_Job_:
Copy out every line of the entries below word for word, changing nothing.
━━━ Given information ━━━
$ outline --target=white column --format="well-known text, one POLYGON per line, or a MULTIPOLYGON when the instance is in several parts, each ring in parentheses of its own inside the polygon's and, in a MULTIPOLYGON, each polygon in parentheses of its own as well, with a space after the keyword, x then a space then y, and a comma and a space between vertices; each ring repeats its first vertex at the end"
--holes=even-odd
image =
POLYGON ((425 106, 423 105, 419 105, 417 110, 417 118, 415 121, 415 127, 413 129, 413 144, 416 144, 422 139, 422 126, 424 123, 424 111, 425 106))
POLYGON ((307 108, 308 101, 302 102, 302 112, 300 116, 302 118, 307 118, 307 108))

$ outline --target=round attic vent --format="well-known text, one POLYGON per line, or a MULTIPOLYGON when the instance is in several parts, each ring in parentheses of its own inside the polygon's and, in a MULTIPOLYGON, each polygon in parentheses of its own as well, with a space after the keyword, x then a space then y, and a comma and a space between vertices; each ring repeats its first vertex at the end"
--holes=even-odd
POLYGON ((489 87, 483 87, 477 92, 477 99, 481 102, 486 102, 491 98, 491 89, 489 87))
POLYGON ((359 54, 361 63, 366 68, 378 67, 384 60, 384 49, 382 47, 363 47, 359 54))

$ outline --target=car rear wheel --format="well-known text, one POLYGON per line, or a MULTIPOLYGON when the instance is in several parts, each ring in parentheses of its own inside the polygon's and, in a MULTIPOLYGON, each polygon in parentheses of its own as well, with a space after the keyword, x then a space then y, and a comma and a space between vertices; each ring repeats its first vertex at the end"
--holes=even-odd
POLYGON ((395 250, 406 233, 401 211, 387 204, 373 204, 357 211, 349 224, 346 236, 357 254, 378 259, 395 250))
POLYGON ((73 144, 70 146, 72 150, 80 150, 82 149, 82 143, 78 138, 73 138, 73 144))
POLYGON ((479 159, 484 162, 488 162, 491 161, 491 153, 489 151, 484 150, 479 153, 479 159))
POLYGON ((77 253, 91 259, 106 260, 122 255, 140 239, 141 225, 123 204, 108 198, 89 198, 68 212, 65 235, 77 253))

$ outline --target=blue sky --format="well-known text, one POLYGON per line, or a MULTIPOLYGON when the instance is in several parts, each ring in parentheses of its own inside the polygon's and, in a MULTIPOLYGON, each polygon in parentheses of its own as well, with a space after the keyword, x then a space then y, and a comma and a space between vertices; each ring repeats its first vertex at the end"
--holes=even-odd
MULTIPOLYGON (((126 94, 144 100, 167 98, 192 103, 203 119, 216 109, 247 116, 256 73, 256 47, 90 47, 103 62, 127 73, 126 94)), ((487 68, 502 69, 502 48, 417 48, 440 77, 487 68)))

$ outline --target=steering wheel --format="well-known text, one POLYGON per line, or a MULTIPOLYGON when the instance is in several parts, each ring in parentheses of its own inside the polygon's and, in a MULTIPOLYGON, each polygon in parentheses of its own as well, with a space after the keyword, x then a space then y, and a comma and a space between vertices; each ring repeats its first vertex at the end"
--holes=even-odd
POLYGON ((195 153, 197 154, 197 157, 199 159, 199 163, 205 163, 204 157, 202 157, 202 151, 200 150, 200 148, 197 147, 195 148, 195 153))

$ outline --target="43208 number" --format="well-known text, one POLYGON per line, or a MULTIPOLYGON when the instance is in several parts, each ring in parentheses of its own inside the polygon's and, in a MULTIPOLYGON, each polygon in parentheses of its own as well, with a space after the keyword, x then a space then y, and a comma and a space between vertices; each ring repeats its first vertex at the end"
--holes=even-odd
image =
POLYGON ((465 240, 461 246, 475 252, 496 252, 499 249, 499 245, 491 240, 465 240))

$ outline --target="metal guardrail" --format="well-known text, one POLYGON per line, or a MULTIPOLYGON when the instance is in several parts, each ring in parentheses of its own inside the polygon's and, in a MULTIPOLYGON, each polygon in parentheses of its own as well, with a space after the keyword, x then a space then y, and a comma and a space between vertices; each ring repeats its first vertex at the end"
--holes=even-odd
━━━
_Solved problem_:
$ outline --target=white column --format="well-known text, one POLYGON per line, or a MULTIPOLYGON when the instance is in several parts, each ring in parentheses of its own inside the polygon's and, in a MULTIPOLYGON, each polygon in parentheses of its own as well, with a space after the keyword, x then a space then y, and a comma and a space between vertices; each ring repeats its first vertex at the end"
--holes=even-odd
image =
POLYGON ((425 106, 423 105, 419 105, 417 110, 417 118, 415 121, 415 127, 413 129, 413 144, 416 144, 422 139, 422 126, 424 123, 424 111, 425 106))
POLYGON ((307 108, 308 101, 302 102, 302 112, 300 116, 302 118, 307 118, 307 108))

$ outline --target=round attic vent --format="well-known text, one POLYGON per line, or a MULTIPOLYGON when the instance is in several parts, each ring in parentheses of its own inside the polygon's and, in a MULTIPOLYGON, each polygon in parentheses of its own as well, with a space after the keyword, x then a space then y, and a comma and a space between vertices; each ring repeats its first vertex at the end"
--holes=even-odd
POLYGON ((489 87, 483 87, 477 92, 477 99, 481 102, 486 102, 491 98, 491 89, 489 87))
POLYGON ((359 54, 361 63, 366 68, 378 67, 384 60, 384 49, 382 47, 363 47, 359 54))

$ outline --target=car rear wheel --format="well-known text, one POLYGON per line, or a MULTIPOLYGON when the instance is in several parts, each ring in parentheses of its own inside the polygon's and, in a MULTIPOLYGON, each polygon in parentheses of its own as well, with a space after the keyword, x then a space then y, and a comma and a space between vertices; each ring repeats its first vertex at the end"
--holes=even-odd
POLYGON ((395 250, 406 233, 401 211, 387 204, 373 204, 357 211, 349 224, 346 236, 357 254, 378 259, 395 250))
POLYGON ((73 144, 70 146, 72 150, 80 150, 82 149, 82 143, 78 138, 73 138, 73 144))
POLYGON ((479 159, 484 162, 488 162, 491 161, 491 153, 489 151, 484 150, 479 153, 479 159))
POLYGON ((77 253, 91 259, 106 260, 122 255, 140 239, 141 225, 123 204, 108 198, 89 198, 68 212, 65 235, 77 253))

$ outline --target=blue sky --format="well-known text, one POLYGON per line, or a MULTIPOLYGON when the instance is in several parts, each ring in parentheses of its own inside the polygon's and, in a MULTIPOLYGON, each polygon in parentheses of its own as well, with a space after the keyword, x then a space then y, and a comma and a space between vertices; each ring repeats its first vertex at the end"
--holes=even-odd
MULTIPOLYGON (((126 94, 144 100, 167 98, 192 103, 203 119, 216 109, 247 116, 256 73, 256 47, 90 47, 103 62, 127 73, 126 94)), ((487 68, 502 69, 502 48, 417 48, 440 77, 487 68)))

$ outline --target=steering wheel --format="well-known text, one POLYGON per line, or a MULTIPOLYGON when the instance is in several parts, each ring in parentheses of its own inside the polygon's and, in a MULTIPOLYGON, each polygon in parentheses of its own as well, with a space after the keyword, x then a space then y, and a comma and a space between vertices; each ring repeats its first vertex at the end"
--holes=even-odd
POLYGON ((195 153, 197 154, 197 157, 199 159, 199 163, 205 163, 204 157, 202 157, 202 151, 200 150, 200 148, 197 147, 195 148, 195 153))

$ outline --target="43208 number" --format="well-known text, one POLYGON per line, or a MULTIPOLYGON when the instance is in several parts, each ring in parentheses of its own inside the polygon's and, in a MULTIPOLYGON, each polygon in parentheses of its own as well, with a space after the keyword, x then a space then y, and a comma and a space between vertices; each ring repeats its first vertex at the end"
--holes=even-odd
image =
POLYGON ((465 240, 461 246, 475 252, 496 252, 499 249, 499 245, 491 240, 465 240))

$ outline --target="metal guardrail" --format="well-known text, one POLYGON per line, or a MULTIPOLYGON when the instance is in several parts, each ring in parentheses of its own inside the polygon's and, in a MULTIPOLYGON, each polygon in parentheses of its own as well, with a space after the keyword, x then a space then y, and a comma and a space between vertices; each ring repeats its first vertex at the end"
--holes=even-odd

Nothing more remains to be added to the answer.